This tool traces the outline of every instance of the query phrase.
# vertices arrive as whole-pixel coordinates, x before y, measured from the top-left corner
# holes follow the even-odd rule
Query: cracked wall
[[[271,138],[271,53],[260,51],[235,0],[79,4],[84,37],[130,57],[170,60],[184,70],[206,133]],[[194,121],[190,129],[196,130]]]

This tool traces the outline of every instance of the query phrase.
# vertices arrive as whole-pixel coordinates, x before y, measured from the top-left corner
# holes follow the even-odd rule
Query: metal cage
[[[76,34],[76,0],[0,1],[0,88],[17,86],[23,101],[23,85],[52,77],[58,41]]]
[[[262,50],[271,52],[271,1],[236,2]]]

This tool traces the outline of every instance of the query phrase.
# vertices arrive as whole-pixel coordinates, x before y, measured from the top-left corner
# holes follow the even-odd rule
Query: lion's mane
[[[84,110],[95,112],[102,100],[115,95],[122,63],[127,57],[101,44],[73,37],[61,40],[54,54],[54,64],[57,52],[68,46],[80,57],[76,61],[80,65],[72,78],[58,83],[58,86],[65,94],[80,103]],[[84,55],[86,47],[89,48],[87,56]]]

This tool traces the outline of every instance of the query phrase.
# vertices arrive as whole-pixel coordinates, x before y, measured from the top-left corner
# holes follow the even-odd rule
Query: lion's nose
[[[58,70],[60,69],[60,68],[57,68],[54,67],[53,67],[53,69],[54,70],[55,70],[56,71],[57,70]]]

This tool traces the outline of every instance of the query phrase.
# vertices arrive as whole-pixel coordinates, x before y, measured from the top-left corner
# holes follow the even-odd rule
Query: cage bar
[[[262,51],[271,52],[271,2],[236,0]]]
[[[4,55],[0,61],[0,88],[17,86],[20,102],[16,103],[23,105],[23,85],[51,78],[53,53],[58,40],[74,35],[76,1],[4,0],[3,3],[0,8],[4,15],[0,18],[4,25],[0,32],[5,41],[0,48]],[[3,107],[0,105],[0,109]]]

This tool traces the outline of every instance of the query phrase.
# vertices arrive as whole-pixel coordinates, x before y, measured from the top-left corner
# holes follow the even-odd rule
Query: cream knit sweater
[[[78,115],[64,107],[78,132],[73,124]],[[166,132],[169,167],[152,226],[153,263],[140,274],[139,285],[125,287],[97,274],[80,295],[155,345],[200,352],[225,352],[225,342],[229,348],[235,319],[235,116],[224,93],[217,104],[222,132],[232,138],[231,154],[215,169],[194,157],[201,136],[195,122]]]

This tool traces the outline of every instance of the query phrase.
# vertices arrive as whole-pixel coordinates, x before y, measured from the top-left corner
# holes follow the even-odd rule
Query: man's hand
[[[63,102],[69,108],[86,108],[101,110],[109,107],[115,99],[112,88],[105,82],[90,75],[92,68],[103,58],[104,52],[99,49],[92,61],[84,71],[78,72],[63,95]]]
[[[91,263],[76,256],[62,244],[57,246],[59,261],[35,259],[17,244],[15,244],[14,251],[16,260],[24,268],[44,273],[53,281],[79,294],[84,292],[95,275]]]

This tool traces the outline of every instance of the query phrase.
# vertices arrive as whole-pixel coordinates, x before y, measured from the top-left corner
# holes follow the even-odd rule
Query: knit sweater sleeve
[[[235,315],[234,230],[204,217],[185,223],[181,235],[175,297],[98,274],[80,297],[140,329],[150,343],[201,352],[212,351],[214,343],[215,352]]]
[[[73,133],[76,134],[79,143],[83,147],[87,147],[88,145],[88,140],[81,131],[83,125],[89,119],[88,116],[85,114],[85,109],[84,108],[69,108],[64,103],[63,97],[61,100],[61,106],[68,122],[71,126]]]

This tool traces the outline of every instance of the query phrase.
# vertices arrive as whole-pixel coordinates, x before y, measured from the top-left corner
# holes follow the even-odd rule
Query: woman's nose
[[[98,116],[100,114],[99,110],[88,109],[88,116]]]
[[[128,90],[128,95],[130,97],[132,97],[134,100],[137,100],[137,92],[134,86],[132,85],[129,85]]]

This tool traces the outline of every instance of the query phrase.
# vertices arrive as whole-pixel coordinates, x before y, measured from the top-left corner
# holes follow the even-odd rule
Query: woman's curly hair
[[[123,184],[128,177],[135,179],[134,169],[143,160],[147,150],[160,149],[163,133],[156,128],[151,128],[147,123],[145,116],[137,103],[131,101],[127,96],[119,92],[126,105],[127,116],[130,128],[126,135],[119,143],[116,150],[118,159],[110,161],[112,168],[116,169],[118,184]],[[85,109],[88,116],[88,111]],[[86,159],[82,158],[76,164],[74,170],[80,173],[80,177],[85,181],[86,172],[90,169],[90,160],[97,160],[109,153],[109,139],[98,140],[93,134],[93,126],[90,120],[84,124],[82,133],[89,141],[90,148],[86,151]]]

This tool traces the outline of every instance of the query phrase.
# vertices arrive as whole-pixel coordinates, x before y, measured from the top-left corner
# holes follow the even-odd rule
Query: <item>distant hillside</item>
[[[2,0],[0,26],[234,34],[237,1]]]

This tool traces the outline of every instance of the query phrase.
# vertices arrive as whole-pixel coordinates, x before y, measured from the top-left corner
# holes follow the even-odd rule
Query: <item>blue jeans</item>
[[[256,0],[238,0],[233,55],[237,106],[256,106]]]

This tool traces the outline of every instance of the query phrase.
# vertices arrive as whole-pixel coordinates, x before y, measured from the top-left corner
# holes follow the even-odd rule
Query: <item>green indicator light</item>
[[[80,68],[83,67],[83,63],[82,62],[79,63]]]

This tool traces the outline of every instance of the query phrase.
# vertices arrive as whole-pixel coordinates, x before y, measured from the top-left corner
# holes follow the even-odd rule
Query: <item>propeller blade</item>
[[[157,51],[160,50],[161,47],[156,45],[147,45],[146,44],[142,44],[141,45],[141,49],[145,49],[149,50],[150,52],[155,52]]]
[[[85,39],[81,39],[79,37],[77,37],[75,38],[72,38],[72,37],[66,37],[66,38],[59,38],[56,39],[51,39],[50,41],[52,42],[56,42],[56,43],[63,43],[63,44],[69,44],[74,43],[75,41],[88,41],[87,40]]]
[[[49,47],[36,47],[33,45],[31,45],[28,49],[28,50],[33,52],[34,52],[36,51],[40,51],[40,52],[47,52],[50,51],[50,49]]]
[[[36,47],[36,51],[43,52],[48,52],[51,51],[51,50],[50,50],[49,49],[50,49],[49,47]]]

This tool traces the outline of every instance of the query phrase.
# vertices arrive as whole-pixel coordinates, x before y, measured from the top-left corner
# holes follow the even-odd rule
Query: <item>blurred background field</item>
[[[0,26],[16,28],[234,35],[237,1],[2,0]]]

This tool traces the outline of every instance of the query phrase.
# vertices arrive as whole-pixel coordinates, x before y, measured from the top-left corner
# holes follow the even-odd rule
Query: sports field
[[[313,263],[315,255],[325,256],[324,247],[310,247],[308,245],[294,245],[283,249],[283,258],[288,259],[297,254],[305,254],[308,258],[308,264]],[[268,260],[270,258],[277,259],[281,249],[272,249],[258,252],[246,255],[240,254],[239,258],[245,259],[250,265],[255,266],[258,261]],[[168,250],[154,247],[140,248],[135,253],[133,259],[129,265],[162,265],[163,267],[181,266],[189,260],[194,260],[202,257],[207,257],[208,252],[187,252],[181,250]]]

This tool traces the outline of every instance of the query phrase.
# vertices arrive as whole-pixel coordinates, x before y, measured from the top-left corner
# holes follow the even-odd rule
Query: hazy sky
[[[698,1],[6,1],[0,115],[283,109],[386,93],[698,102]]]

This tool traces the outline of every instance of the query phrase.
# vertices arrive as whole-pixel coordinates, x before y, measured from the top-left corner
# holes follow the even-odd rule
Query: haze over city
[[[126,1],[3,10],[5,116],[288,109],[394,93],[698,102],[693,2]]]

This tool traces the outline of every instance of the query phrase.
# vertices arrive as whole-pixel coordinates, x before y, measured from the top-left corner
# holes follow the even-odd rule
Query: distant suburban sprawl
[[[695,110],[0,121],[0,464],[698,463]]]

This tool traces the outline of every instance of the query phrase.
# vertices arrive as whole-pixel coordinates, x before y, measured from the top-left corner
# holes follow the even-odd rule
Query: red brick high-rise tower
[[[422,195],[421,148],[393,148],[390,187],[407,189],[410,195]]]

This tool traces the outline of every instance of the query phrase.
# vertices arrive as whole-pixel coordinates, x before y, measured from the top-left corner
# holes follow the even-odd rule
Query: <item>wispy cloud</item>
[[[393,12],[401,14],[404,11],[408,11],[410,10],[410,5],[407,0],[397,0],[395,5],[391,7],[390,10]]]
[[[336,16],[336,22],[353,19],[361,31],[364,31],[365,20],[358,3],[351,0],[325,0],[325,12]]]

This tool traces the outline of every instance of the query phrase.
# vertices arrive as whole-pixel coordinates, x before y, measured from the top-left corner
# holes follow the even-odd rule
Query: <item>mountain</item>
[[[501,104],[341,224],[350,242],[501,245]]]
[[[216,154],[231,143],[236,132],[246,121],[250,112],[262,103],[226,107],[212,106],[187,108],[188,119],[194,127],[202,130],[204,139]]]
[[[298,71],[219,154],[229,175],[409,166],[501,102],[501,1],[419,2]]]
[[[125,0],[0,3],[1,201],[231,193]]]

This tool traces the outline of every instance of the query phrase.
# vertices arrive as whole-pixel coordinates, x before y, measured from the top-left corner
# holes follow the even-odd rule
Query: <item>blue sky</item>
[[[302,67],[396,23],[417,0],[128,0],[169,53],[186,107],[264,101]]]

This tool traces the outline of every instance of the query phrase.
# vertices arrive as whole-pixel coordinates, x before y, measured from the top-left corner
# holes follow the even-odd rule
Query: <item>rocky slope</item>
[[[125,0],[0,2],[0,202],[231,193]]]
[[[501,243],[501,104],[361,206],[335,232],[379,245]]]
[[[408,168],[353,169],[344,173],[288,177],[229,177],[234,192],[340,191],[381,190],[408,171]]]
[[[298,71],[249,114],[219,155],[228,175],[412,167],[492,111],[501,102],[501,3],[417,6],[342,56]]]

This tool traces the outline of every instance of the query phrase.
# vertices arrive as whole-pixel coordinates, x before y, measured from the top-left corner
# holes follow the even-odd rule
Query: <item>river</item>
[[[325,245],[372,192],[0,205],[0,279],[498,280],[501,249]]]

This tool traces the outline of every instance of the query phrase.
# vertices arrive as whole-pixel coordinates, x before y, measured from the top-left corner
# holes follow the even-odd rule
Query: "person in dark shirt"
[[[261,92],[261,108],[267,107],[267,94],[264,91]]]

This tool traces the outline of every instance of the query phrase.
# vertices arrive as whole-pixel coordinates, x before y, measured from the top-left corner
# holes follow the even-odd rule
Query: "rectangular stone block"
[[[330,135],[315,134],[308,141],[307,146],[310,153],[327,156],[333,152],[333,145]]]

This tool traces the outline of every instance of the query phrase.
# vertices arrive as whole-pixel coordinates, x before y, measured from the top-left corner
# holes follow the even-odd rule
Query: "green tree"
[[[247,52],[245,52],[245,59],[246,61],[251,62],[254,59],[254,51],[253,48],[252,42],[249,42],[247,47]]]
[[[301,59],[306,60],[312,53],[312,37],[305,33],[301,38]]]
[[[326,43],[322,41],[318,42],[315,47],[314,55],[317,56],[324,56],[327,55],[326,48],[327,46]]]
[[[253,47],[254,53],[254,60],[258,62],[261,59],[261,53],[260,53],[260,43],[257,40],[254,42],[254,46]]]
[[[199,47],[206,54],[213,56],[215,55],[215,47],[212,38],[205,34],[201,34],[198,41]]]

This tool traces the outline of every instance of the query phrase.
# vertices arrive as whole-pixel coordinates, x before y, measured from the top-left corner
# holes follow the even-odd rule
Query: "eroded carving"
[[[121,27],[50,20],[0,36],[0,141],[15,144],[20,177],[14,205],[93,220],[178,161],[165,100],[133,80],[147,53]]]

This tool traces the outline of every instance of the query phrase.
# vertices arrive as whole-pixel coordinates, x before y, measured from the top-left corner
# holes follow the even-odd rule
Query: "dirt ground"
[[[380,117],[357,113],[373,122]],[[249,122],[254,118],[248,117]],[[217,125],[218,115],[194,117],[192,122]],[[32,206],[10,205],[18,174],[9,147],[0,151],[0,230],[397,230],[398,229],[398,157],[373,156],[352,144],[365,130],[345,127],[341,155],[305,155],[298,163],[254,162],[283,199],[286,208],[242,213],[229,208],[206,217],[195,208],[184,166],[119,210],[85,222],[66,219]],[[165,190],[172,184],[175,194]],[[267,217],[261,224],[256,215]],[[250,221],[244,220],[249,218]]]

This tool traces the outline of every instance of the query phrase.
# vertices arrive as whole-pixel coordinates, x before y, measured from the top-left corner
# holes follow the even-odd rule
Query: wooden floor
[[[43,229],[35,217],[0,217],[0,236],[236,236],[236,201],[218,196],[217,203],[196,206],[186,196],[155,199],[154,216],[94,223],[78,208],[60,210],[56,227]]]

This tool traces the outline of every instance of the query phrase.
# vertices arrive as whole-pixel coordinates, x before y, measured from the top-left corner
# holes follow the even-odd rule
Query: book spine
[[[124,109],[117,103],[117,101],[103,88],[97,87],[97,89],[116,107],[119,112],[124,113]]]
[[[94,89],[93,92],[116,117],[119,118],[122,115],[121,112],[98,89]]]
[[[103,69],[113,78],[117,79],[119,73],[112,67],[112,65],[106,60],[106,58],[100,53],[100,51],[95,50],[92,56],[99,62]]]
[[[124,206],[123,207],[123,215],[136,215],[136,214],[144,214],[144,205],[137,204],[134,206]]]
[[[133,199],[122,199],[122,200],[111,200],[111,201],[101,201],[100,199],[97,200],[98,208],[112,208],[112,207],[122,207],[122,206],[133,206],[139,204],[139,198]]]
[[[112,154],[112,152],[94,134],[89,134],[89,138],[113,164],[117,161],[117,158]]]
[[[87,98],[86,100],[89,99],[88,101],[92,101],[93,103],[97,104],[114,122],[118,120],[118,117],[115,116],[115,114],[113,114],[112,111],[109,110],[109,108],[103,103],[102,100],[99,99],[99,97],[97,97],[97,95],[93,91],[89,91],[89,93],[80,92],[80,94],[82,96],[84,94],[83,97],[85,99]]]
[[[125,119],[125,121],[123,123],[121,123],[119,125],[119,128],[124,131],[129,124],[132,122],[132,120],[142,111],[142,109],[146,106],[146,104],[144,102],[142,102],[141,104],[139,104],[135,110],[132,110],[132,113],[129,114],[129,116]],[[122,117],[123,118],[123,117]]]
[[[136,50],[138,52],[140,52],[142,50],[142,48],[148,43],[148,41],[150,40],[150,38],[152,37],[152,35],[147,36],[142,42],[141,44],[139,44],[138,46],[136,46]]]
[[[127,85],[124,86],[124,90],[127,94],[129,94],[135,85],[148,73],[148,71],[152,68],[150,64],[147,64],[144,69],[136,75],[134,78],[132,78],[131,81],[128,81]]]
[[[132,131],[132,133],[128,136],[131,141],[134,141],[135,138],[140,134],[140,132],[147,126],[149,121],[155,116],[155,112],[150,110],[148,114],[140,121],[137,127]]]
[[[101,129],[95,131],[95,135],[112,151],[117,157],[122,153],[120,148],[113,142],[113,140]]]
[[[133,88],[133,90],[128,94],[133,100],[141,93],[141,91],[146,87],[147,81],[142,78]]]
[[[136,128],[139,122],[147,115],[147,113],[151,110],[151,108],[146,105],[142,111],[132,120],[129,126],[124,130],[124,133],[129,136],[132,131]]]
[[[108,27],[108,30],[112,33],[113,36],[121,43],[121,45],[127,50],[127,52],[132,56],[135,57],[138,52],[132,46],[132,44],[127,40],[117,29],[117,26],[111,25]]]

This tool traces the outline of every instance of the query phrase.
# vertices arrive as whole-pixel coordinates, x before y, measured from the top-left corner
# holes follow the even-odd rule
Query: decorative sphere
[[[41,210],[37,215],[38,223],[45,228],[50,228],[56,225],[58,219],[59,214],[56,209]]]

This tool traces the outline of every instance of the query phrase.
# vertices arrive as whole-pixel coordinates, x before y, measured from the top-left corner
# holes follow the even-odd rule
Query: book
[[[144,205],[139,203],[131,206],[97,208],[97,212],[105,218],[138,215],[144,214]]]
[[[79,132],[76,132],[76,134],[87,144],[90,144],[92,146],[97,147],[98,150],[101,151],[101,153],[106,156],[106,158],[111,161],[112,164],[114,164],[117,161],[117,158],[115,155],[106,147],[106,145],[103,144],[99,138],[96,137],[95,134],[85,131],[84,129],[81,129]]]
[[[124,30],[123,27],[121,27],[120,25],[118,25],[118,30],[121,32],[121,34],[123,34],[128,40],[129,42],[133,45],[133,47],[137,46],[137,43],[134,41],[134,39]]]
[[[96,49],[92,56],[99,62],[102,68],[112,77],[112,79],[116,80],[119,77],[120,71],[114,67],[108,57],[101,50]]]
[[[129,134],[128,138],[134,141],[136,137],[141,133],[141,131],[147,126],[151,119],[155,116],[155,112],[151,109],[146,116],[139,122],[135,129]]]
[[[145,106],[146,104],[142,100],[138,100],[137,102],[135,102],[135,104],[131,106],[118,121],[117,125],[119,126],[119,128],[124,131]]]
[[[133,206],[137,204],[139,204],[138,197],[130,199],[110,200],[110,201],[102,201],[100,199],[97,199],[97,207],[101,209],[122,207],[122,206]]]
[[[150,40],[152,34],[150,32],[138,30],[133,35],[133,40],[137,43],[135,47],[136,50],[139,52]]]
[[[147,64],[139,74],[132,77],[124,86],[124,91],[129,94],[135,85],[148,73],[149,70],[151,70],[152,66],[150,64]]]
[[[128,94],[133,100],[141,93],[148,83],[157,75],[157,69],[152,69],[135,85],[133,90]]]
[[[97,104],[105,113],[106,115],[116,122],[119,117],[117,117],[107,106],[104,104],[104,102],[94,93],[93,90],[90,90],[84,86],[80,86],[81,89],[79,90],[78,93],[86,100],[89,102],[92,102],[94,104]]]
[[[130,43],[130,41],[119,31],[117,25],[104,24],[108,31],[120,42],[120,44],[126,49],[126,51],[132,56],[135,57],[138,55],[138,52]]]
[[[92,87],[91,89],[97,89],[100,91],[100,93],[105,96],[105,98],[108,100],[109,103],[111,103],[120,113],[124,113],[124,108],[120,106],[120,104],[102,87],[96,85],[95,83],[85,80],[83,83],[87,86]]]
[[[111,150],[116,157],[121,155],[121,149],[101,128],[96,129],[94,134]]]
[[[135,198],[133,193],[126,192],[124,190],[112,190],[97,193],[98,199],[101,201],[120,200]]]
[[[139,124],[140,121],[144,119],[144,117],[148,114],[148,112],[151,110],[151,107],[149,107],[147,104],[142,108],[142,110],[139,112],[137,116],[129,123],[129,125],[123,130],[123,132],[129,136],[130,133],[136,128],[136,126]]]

|---|

Descrição da tarefa: Transcreva sem alterações as linhas acima, começando pela primeira e parando após a que contém "[[[262,50],[271,52],[271,1],[236,2]]]".

Resposta completa:
This tool traces the outline of every instance of the query phrase.
# vertices arrive as whole-pixel coordinates, x before y, measured from the top-left corner
# holes follow the even-odd rule
Query: cracked wall
[[[271,138],[271,53],[260,51],[235,0],[79,4],[84,37],[130,57],[170,60],[184,70],[206,133]],[[194,121],[190,129],[196,130]]]

This tool traces the outline of every instance of the query phrase.
# vertices arrive as whole-pixel coordinates, x before y, measured from the top-left corner
# holes follow the even-odd rule
Query: metal cage
[[[76,34],[76,0],[0,1],[0,88],[17,86],[23,101],[23,85],[52,77],[58,41]]]
[[[262,50],[271,52],[271,1],[236,2]]]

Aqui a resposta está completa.